▶ _WHAT YOU SHOULD DO_: Please retype all of the following entries exactly.

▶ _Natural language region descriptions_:
Segment Open
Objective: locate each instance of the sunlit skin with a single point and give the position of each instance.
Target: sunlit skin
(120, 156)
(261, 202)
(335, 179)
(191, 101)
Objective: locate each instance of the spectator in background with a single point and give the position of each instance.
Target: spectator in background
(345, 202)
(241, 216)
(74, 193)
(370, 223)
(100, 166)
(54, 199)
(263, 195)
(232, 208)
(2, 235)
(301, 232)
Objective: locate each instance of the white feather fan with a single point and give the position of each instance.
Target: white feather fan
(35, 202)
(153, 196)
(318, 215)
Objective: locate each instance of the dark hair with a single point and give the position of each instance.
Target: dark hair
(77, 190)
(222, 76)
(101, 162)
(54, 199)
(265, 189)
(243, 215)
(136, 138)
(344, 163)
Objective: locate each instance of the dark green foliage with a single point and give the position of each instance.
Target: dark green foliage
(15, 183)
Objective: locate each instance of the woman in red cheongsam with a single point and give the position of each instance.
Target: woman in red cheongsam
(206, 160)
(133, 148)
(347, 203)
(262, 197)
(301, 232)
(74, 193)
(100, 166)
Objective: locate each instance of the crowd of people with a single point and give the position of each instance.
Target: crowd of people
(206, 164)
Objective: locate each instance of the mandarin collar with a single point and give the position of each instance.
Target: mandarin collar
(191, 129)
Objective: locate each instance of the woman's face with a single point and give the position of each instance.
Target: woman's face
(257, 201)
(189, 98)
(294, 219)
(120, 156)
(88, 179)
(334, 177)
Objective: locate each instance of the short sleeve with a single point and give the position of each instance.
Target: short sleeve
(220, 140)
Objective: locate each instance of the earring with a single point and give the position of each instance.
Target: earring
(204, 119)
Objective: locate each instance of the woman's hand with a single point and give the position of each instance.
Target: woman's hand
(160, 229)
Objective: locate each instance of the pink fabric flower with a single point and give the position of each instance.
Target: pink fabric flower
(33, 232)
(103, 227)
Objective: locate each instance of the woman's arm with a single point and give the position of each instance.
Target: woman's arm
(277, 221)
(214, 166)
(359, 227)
Segment Closed
▶ _WRITTEN REPLY_:
Objective: locate each instance of the sunlit skin with a single point and give the position of each instance.
Target: sunlit skin
(120, 156)
(261, 202)
(335, 179)
(191, 101)
Objective: locate each instance of the spectator in background with a single point and give the position of each instance.
Target: spectator in background
(345, 202)
(241, 216)
(74, 193)
(370, 223)
(100, 166)
(54, 199)
(263, 195)
(232, 208)
(2, 235)
(301, 232)
Objective: locate each instance of the white feather fan with a single point and give the position of each instance.
Target: white feather fan
(35, 202)
(153, 196)
(318, 215)
Objective: locate each instance of the dark hair with a single point and give the position of each instance.
Target: dark hair
(77, 190)
(222, 76)
(101, 162)
(54, 199)
(265, 189)
(243, 215)
(136, 138)
(344, 163)
Objective: locate each instance of the dark green foliage with a single point and give the position of each instance.
Target: dark green foliage
(15, 183)
Objective: locate each instance of the woman in red cheongsam with a single point and give the position of each instance.
Target: woman in red cheongsam
(206, 160)
(133, 148)
(347, 203)
(262, 197)
(301, 232)
(74, 193)
(100, 166)
Objective: locate each instance of the crowd of people with a single point and give the position of each instance.
Target: crowd of people
(206, 164)
Objective: locate each instance of the mandarin collar with a single point and give the position of each instance.
Target: mandarin collar
(191, 129)
Objective: locate each instance of the woman's face with a single point and give the position of each instance.
Target: woman's face
(257, 201)
(189, 98)
(294, 219)
(120, 156)
(88, 179)
(334, 177)
Objective: locate each instance of the short sleeve with a single point and give the position of each instance.
Target: short sleeve
(220, 140)
Objective: locate each instance of the earring with a single point and give the position of each instance.
Target: earring
(204, 119)
Objective: locate each instance of the woman's hand with a single point and give the position of each instance.
Target: woman's hand
(160, 229)
Objective: locate each instance of the pink fabric flower with a single point and give the position of each instance.
Target: pink fabric flower
(33, 232)
(103, 227)
Objective: locate each instance of the woman's arm with a single point and give the position of each instance.
Target: woman's arm
(277, 221)
(214, 166)
(359, 227)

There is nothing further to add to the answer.